» **CONSIGNE A**:
D'après l'article sur l'aide médicale à mourir, quelles balises pourraient être établies pour les demandes anticipées ?
» **CONSIGNE B**:
Recopiez tel quel, dans l'article sur l'aide médicale à mourir, le passage qui va de « Puis, un rapport » jusqu'à « d’un mandataire spécial. ».
== PASSAGE À EXAMINER ==
OTTAWA — Les experts chargés par le gouvernement fédéral d’évaluer si les personnes souffrant uniquement de troubles mentaux devraient devenir admissibles à l’aide médicale à mourir n’ont pas pu se mettre d’accord sur les éléments de preuve pertinents en la matière, d’après des rapports déposés au Parlement mercredi.
Les avis concordent tout de même sur deux autres aspects clés, soit l’accès pour des mineurs matures et les demandes anticipées. Premièrement, un rapport souligne qu’il y a déjà amplement de jurisprudence établissant qu’une personne âgée de moins de 18 ans peut avoir les capacités mentales et la maturité nécessaires pour prendre des décisions sur la fin de vie, comme le refus de traitements.
Puis, un rapport sur les demandes anticipées indique qu’elles pourraient «apporter un réconfort et soulager l’anxiété» de personnes en fin de vie faisant face à une dégradation de leur capacité intellectuelle. Toutefois, la suppression de l’exigence du consentement juste avant de recevoir une aide à mourir implique également la possibilité de mettre fin à la vie d’une personne contre sa volonté.
Le document laisse donc entendre que certaines balises pourraient être établies, telles que l’imposition de délais aux demandes anticipées et la nomination d’un mandataire spécial.
===
== LISTE FOURNIE ==
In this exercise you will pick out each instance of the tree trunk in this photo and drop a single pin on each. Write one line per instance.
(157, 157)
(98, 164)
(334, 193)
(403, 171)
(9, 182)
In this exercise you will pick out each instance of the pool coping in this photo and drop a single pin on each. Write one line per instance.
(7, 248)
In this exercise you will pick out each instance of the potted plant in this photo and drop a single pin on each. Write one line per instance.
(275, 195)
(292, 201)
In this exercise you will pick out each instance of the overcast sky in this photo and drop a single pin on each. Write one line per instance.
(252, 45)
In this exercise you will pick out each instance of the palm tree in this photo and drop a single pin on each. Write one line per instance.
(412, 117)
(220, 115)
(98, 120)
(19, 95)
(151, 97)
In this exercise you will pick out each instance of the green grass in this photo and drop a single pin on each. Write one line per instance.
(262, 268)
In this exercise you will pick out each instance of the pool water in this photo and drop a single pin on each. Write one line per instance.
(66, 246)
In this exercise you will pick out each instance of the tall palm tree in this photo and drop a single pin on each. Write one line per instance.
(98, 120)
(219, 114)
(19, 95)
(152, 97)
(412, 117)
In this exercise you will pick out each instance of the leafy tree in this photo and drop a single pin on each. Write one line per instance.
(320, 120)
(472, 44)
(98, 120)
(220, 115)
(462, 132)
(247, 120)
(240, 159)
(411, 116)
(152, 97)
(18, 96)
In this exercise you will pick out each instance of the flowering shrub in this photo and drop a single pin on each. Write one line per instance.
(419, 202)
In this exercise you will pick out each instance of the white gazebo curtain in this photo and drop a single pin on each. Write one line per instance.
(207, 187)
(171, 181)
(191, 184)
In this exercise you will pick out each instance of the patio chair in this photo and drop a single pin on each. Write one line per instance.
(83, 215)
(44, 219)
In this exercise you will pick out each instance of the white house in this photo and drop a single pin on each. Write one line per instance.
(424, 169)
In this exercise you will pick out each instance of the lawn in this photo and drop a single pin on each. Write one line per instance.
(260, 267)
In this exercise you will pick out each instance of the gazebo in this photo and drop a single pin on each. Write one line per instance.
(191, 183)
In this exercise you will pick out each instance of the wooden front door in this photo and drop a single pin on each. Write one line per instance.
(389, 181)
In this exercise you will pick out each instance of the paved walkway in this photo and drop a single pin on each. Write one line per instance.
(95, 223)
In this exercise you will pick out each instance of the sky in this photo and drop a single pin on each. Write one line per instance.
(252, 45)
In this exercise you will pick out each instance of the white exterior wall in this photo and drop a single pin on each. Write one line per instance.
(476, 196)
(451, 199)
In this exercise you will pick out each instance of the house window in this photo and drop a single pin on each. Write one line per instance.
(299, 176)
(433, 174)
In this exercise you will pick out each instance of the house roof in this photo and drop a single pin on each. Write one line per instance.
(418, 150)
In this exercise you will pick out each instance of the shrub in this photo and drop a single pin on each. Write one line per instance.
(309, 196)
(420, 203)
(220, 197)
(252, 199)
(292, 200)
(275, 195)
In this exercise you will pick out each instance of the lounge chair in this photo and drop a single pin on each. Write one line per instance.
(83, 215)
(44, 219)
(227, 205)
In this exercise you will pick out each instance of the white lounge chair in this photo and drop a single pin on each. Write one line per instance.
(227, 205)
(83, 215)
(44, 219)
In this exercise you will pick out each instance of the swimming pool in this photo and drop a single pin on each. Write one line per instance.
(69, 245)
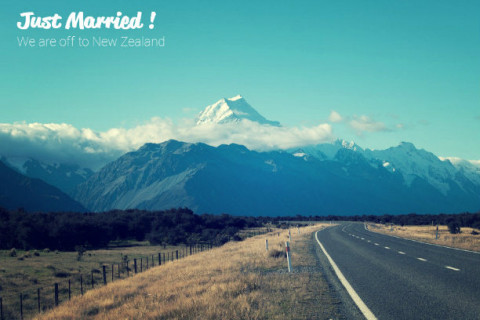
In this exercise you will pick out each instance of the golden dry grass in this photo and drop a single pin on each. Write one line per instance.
(463, 240)
(239, 280)
(28, 274)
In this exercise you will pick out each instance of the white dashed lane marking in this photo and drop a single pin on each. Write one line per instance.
(452, 268)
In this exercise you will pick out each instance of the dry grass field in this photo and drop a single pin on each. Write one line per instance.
(240, 280)
(464, 240)
(28, 271)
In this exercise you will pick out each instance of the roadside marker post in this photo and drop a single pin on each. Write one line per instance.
(287, 249)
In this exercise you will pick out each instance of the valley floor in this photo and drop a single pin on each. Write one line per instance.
(240, 280)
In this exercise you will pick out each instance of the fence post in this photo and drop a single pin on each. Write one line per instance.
(287, 248)
(56, 294)
(38, 300)
(104, 272)
(21, 306)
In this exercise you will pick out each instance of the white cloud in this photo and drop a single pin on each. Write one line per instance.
(52, 142)
(335, 117)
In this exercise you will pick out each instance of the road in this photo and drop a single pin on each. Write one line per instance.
(402, 279)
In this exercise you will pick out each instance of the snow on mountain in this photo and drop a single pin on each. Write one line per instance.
(413, 163)
(470, 168)
(406, 159)
(232, 110)
(233, 179)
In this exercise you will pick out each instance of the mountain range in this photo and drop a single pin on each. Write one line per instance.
(330, 178)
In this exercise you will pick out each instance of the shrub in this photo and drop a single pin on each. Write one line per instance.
(62, 274)
(454, 227)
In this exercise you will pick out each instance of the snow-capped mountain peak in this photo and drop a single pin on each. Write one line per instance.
(229, 110)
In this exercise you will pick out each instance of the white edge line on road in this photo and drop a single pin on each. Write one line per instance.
(353, 294)
(452, 268)
(430, 244)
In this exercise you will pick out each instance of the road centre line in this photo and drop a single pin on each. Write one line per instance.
(452, 268)
(353, 294)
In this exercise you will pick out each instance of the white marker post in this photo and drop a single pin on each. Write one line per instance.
(287, 249)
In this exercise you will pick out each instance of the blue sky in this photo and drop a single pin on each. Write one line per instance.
(391, 71)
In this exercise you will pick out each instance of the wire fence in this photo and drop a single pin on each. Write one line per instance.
(29, 303)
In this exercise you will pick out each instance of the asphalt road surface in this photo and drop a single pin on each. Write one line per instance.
(403, 279)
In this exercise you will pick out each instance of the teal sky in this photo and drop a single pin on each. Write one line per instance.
(406, 70)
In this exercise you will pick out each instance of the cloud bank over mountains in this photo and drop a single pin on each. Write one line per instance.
(227, 121)
(64, 143)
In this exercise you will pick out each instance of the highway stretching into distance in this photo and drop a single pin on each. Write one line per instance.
(402, 279)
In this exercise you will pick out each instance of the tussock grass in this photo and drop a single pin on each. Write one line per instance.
(33, 271)
(239, 280)
(464, 240)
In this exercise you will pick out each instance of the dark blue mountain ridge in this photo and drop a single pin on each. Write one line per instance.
(19, 191)
(233, 179)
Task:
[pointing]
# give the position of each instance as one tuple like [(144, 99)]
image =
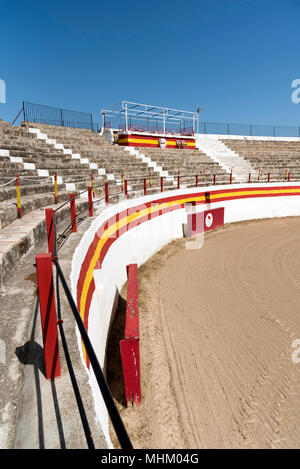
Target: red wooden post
[(55, 188), (50, 228), (73, 213), (91, 214), (93, 185), (106, 193), (129, 346), (18, 196), (48, 314)]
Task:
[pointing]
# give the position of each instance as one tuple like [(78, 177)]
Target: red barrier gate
[(130, 351), (48, 314)]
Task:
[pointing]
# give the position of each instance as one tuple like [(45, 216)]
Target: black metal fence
[(58, 116), (249, 130)]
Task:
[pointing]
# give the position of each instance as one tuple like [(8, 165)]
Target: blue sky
[(235, 58)]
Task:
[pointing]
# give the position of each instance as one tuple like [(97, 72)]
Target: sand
[(217, 327)]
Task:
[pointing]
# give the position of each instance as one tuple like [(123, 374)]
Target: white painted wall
[(140, 243)]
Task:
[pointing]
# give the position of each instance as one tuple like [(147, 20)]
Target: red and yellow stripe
[(128, 219), (150, 141)]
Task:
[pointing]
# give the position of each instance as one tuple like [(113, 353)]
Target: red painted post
[(50, 228), (18, 196), (48, 314), (91, 214), (106, 193), (73, 213), (93, 185), (55, 188), (129, 346)]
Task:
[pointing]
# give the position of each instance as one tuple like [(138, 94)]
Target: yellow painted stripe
[(149, 210), (152, 141)]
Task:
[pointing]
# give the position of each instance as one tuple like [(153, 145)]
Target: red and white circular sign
[(209, 220)]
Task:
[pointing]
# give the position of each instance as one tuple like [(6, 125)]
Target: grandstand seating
[(189, 162), (277, 157)]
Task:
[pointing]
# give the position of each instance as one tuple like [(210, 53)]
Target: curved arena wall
[(133, 230)]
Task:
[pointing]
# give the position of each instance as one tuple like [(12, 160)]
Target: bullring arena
[(149, 283)]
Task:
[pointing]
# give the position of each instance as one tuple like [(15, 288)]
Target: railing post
[(90, 197), (50, 228), (73, 213), (55, 188), (48, 314), (129, 346), (93, 185), (106, 193), (19, 207)]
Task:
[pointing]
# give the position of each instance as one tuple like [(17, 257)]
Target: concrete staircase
[(277, 157), (228, 159)]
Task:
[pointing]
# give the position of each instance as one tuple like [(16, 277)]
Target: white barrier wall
[(137, 244)]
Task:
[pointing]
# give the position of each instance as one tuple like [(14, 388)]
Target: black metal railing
[(248, 130), (113, 412), (39, 113)]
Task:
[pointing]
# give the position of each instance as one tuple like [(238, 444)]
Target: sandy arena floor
[(217, 326)]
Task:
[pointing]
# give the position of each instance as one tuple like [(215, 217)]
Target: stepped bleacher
[(190, 163), (277, 157), (105, 159)]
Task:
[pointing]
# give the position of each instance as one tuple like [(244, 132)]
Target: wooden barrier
[(129, 346), (48, 315)]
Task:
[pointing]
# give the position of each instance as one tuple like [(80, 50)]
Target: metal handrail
[(113, 412)]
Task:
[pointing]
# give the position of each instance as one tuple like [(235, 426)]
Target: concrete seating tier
[(270, 156), (189, 162)]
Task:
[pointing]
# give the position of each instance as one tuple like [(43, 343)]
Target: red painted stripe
[(132, 210)]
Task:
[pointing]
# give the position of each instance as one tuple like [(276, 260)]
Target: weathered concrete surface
[(34, 412)]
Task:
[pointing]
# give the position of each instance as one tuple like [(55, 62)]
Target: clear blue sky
[(235, 58)]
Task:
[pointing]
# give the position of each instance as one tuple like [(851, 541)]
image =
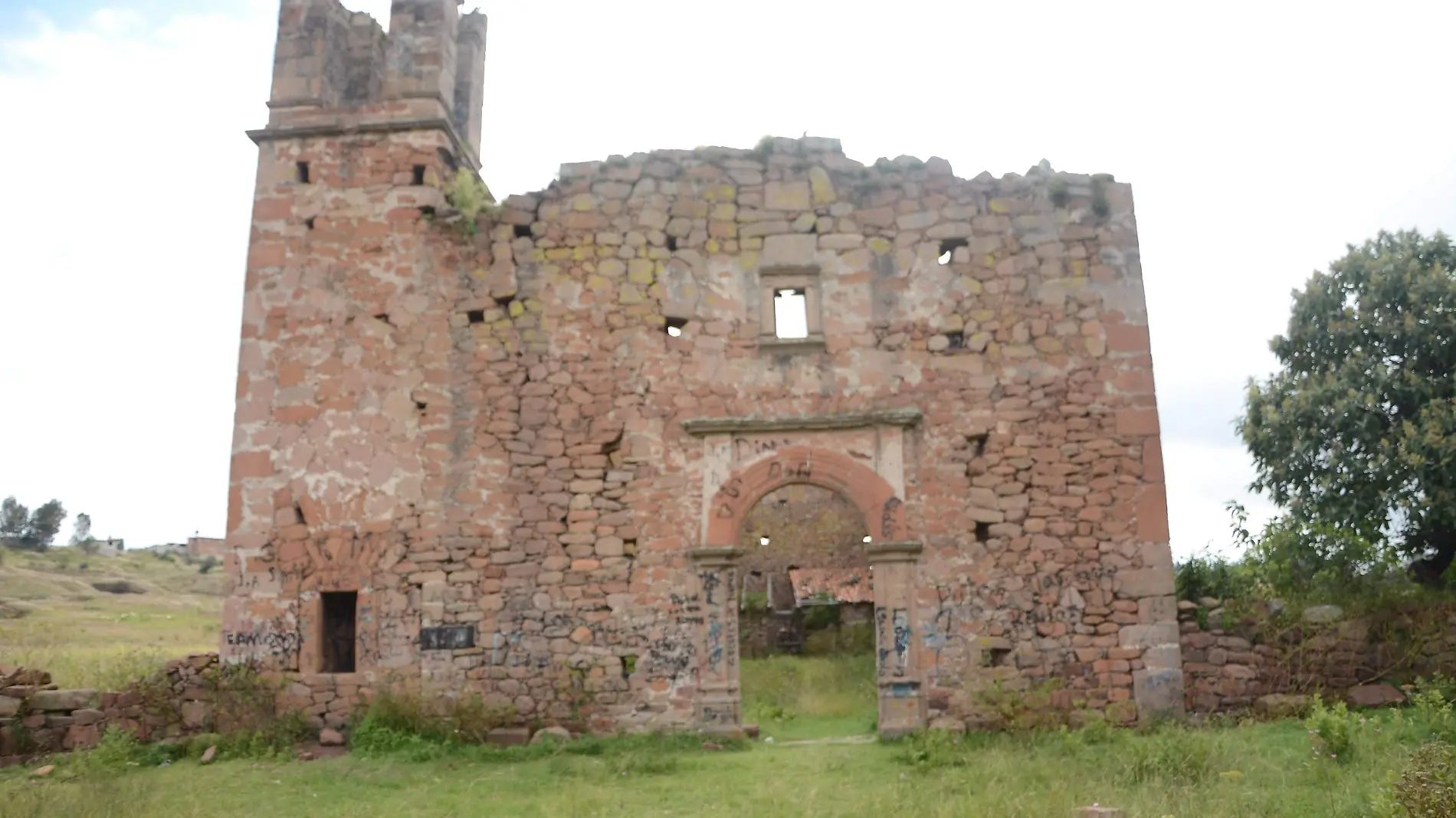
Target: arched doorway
[(890, 554)]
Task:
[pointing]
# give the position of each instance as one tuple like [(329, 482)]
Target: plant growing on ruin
[(471, 198), (1356, 434), (1328, 728)]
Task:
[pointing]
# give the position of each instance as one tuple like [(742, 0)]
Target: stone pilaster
[(902, 699), (718, 695)]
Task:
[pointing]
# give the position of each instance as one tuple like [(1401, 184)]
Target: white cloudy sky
[(1258, 137)]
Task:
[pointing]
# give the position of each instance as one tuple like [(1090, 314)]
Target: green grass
[(799, 698), (1172, 772), (89, 638)]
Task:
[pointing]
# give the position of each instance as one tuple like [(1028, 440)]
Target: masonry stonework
[(493, 433)]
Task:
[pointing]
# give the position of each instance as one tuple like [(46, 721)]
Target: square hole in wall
[(948, 248), (339, 628), (791, 313)]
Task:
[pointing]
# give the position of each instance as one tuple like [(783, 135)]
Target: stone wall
[(494, 443), (1260, 659), (35, 716)]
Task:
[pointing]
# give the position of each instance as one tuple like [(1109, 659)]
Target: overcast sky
[(1260, 139)]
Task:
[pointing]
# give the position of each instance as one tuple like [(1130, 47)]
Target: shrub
[(933, 750), (398, 721), (1208, 575), (1330, 731), (1022, 709), (1426, 788), (1171, 756)]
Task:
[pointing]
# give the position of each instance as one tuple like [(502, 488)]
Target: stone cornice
[(699, 427), (715, 556), (904, 551), (379, 127)]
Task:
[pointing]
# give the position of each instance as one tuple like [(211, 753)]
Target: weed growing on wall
[(1330, 731)]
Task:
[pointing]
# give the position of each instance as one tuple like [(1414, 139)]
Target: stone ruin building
[(510, 456)]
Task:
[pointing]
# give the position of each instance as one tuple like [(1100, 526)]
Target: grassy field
[(53, 616), (1250, 771), (792, 698), (95, 638)]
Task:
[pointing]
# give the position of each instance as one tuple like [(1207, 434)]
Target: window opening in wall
[(948, 249), (339, 616), (791, 315)]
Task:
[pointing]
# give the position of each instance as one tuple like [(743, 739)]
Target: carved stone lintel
[(715, 556), (810, 423), (907, 551)]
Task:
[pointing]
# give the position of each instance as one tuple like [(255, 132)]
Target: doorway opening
[(805, 616), (339, 616)]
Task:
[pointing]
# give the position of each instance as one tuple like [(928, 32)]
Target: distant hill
[(100, 620)]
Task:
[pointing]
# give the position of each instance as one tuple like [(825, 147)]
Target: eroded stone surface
[(487, 431)]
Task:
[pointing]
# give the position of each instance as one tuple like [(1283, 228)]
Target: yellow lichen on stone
[(721, 192), (821, 187), (640, 271)]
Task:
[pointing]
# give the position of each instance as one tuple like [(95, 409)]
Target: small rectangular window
[(791, 315), (339, 617)]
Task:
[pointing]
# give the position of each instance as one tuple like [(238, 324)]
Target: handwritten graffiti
[(778, 470), (713, 581), (673, 658), (273, 641), (715, 645), (750, 449), (881, 643), (733, 488), (890, 520), (720, 715), (902, 641)]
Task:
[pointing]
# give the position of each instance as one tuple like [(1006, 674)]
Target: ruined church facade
[(510, 454)]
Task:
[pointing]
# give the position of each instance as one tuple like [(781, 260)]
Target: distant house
[(205, 546)]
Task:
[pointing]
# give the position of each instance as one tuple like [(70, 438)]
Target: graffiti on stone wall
[(271, 638), (448, 638), (890, 520), (900, 623), (750, 449)]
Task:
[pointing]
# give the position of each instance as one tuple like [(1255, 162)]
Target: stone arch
[(884, 511)]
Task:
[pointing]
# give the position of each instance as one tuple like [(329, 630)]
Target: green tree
[(1356, 433), (22, 528)]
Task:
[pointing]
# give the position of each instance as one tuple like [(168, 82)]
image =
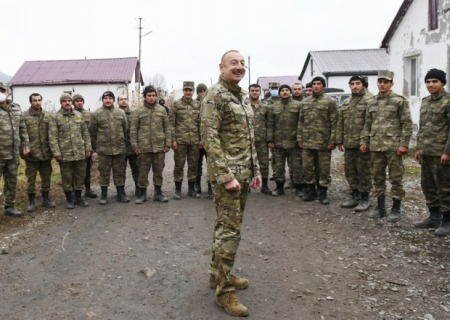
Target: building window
[(433, 14)]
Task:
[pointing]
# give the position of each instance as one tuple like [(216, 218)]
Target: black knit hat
[(436, 74)]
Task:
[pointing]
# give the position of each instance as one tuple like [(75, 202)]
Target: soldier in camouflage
[(109, 128), (131, 157), (70, 144), (185, 128), (357, 164), (150, 139), (39, 159), (14, 139), (316, 134), (386, 133), (433, 152), (282, 126), (78, 103)]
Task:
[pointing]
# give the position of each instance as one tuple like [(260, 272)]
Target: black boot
[(79, 201), (380, 210), (121, 194), (103, 196), (353, 201), (432, 222), (10, 211), (265, 188), (177, 193), (363, 203), (69, 198), (191, 190), (444, 228), (395, 215), (31, 204), (323, 197), (279, 191)]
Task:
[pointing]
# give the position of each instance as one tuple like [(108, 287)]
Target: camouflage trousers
[(8, 170), (394, 162), (230, 206), (108, 163), (262, 152), (72, 174), (185, 152), (317, 166), (45, 171), (292, 157), (435, 181), (147, 161), (358, 170)]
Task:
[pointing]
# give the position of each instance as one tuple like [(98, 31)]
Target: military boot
[(191, 190), (353, 201), (432, 222), (444, 228), (46, 201), (103, 196), (122, 195), (158, 195), (230, 302), (265, 188), (279, 191), (380, 210), (31, 203), (69, 200), (10, 211)]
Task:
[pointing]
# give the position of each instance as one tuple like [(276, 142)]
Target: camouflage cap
[(386, 74), (188, 85)]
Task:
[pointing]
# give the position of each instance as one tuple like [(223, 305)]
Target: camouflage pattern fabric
[(72, 174), (381, 160), (154, 161), (114, 163), (45, 171), (183, 153)]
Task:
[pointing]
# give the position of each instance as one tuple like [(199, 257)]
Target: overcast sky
[(189, 37)]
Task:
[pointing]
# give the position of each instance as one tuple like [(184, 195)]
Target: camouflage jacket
[(282, 124), (261, 114), (351, 120), (13, 131), (69, 136), (108, 130), (150, 129), (37, 128), (388, 123), (185, 121), (433, 138), (317, 121), (228, 134)]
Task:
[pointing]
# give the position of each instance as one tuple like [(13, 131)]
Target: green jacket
[(150, 129), (433, 138)]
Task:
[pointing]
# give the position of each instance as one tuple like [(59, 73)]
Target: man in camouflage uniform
[(357, 164), (14, 137), (433, 152), (108, 133), (70, 144), (316, 134), (78, 103), (185, 128), (131, 157), (387, 132), (40, 156), (282, 126), (228, 134), (150, 139)]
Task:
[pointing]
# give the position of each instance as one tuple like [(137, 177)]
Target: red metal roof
===
» **ZONE DE RÉPONSE A**:
L'imposition de délais aux demandes anticipées et la nomination d'un mandataire spécial.

» **ZONE DE RÉPONSE B**:
Puis, un rapport sur les demandes anticipées indique qu’elles pourraient «apporter un réconfort et soulager l’anxiété» de personnes en fin de vie faisant face à une dégradation de leur capacité intellectuelle. Toutefois, la suppression de l’exigence du consentement juste avant de recevoir une aide à mourir implique également la possibilité de mettre fin à la vie d’une personne contre sa volonté.
Le document laisse donc entendre que certaines balises pourraient être établies, telles que l’imposition de délais aux demandes anticipées et la nomination d’un mandataire spécial.